What is expected: Reproduce the stretch from the start of the listing through the line containing "[[[390,134],[1,175],[0,301],[504,299],[504,132]]]", swapping "sunlit water" for "calm water" and leaving everything else unchanged.

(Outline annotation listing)
>>>

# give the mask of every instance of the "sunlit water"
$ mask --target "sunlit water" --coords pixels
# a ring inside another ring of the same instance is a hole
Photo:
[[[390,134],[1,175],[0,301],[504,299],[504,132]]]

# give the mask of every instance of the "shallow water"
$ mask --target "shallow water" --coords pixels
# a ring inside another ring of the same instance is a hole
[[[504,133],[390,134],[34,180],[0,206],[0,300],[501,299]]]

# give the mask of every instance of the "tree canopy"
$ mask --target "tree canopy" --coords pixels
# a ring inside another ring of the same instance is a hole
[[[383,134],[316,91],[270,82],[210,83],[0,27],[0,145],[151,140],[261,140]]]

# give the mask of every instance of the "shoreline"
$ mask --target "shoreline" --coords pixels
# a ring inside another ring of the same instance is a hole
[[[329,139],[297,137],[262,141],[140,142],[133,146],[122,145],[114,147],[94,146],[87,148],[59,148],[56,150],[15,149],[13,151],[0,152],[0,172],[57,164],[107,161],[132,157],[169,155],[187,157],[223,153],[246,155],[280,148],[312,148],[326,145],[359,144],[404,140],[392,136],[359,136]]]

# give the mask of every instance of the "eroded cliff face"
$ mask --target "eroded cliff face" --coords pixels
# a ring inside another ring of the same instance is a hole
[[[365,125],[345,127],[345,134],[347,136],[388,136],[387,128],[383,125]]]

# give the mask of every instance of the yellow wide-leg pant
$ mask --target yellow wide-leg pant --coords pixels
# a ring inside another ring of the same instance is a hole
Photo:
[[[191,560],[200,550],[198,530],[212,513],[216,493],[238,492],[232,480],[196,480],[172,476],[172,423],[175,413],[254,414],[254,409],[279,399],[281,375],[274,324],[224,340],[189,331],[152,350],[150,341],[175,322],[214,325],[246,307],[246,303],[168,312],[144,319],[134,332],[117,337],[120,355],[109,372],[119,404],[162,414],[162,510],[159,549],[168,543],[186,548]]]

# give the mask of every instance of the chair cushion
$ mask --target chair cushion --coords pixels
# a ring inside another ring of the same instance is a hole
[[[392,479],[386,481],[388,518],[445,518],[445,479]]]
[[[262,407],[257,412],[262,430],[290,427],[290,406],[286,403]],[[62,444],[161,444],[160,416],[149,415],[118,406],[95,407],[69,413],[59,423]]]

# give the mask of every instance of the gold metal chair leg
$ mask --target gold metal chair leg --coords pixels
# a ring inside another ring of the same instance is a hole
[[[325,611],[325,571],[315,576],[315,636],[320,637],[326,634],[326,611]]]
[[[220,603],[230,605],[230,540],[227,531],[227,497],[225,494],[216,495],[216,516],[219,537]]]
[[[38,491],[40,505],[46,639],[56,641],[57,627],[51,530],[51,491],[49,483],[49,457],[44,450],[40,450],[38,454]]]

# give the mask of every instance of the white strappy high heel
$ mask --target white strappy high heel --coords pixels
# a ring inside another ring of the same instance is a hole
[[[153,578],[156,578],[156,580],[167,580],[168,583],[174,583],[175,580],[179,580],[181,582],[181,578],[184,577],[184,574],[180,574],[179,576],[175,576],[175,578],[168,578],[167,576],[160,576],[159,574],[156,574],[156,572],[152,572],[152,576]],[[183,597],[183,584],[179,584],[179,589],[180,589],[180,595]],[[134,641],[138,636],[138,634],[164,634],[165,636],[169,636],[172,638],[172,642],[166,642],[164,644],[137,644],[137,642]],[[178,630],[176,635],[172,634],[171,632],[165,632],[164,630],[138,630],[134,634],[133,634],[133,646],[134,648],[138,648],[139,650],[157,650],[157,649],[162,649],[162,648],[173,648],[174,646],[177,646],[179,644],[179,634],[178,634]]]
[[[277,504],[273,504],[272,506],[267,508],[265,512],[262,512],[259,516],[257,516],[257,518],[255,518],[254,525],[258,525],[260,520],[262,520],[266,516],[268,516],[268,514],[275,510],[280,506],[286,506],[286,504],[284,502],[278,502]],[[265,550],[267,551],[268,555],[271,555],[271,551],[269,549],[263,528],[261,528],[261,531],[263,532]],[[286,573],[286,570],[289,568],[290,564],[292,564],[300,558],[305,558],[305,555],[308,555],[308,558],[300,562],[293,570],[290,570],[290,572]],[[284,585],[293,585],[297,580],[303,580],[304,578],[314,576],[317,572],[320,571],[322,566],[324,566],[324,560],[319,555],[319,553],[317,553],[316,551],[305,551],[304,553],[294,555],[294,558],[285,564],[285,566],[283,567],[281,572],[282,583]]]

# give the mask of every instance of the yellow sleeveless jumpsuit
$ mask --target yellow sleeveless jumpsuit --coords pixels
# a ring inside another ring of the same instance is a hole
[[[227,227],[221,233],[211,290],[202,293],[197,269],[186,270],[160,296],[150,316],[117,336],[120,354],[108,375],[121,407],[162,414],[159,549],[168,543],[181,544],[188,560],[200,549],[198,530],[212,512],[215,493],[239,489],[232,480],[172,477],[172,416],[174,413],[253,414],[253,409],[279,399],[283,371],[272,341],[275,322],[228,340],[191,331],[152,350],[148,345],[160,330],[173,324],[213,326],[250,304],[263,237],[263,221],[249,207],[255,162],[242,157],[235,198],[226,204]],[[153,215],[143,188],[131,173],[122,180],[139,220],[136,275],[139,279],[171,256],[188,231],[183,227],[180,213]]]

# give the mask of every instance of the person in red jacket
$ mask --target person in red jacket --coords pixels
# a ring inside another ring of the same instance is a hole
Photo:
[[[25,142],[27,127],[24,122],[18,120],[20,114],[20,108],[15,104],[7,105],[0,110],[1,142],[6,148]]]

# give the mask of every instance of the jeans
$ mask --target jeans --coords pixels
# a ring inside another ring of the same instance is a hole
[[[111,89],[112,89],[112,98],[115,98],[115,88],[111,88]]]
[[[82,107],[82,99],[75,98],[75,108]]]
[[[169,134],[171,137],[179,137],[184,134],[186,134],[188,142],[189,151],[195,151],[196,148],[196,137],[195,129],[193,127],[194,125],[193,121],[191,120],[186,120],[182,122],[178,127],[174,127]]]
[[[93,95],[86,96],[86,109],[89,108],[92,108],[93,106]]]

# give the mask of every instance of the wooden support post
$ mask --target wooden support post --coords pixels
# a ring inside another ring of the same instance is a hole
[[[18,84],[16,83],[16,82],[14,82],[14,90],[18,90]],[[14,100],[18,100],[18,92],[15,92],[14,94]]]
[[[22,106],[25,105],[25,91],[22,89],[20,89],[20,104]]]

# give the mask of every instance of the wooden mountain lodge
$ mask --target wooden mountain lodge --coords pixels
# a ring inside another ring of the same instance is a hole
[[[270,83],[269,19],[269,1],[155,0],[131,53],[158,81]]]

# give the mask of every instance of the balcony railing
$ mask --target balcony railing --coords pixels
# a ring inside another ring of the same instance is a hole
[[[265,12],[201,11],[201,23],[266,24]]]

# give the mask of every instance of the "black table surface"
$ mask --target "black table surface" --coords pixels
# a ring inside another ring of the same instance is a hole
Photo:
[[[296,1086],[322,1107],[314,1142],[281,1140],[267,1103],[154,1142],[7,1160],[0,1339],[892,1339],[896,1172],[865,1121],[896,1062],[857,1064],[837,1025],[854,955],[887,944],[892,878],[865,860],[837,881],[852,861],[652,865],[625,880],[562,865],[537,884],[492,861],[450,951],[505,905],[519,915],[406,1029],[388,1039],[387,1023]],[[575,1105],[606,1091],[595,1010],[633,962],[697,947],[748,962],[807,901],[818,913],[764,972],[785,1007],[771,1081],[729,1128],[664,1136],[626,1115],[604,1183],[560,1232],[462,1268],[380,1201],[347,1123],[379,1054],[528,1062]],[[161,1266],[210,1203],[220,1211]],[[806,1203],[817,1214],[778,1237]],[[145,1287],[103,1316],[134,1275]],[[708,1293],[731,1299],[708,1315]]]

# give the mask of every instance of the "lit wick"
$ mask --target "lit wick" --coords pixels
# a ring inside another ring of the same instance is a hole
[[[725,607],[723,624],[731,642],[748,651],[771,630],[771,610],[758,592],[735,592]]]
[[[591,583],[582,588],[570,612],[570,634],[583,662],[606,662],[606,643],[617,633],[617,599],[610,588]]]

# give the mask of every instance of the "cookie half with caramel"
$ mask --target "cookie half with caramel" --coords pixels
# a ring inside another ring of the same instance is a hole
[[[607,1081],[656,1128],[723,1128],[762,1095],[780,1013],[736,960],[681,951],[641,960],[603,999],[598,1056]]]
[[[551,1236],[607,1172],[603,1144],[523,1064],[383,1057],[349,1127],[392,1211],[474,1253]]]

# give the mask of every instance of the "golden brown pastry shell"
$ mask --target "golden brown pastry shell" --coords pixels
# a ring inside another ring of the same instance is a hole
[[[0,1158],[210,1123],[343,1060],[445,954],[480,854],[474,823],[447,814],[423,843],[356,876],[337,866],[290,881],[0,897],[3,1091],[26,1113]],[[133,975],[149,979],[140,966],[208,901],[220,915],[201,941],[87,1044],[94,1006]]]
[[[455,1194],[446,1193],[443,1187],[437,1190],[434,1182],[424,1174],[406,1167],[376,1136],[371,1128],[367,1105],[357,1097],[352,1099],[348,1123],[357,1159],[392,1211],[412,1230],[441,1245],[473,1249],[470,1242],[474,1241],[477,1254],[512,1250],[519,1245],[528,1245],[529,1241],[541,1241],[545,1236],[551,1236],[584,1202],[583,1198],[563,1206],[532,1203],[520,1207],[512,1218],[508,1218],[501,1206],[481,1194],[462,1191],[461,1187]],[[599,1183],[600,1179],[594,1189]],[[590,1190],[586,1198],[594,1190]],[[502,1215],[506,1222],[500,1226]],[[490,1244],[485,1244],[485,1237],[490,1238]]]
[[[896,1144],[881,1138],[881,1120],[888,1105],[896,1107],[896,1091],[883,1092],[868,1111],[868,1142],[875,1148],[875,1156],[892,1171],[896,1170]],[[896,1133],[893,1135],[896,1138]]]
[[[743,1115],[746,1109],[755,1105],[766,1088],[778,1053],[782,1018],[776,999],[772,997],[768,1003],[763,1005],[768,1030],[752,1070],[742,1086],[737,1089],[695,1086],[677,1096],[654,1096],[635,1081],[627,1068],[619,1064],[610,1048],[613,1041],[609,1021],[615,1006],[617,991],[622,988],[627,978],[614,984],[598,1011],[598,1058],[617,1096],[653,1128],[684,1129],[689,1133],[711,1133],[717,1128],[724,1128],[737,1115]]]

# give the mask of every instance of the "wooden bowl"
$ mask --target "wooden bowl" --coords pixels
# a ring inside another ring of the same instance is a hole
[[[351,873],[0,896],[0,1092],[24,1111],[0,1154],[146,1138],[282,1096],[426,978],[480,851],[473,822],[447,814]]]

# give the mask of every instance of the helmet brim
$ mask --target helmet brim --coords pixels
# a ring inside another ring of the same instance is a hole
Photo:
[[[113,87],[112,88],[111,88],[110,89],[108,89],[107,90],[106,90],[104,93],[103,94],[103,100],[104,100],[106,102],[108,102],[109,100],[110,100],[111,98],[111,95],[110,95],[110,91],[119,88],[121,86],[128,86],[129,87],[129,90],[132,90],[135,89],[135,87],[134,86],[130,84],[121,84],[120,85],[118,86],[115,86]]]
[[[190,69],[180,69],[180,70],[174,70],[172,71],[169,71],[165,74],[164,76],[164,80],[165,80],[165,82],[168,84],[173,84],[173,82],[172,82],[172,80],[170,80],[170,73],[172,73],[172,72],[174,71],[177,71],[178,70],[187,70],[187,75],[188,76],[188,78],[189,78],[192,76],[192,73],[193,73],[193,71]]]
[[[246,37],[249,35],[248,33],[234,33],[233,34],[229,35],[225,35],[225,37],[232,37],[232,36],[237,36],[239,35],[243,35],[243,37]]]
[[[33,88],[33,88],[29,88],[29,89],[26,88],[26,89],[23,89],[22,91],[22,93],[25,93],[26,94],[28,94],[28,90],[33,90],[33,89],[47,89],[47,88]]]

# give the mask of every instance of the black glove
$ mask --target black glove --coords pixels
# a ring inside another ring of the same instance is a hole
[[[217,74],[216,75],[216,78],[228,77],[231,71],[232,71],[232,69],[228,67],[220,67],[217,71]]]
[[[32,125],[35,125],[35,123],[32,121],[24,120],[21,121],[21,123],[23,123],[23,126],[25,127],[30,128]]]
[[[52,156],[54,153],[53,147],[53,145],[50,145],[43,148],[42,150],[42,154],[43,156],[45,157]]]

<<<

Problem solution:
# give the mask of every instance of the "calm water"
$ mask --target "calm water" --coords pixels
# a ring inside another ring of the same instance is a hole
Photo:
[[[390,134],[1,175],[0,301],[504,299],[504,132]]]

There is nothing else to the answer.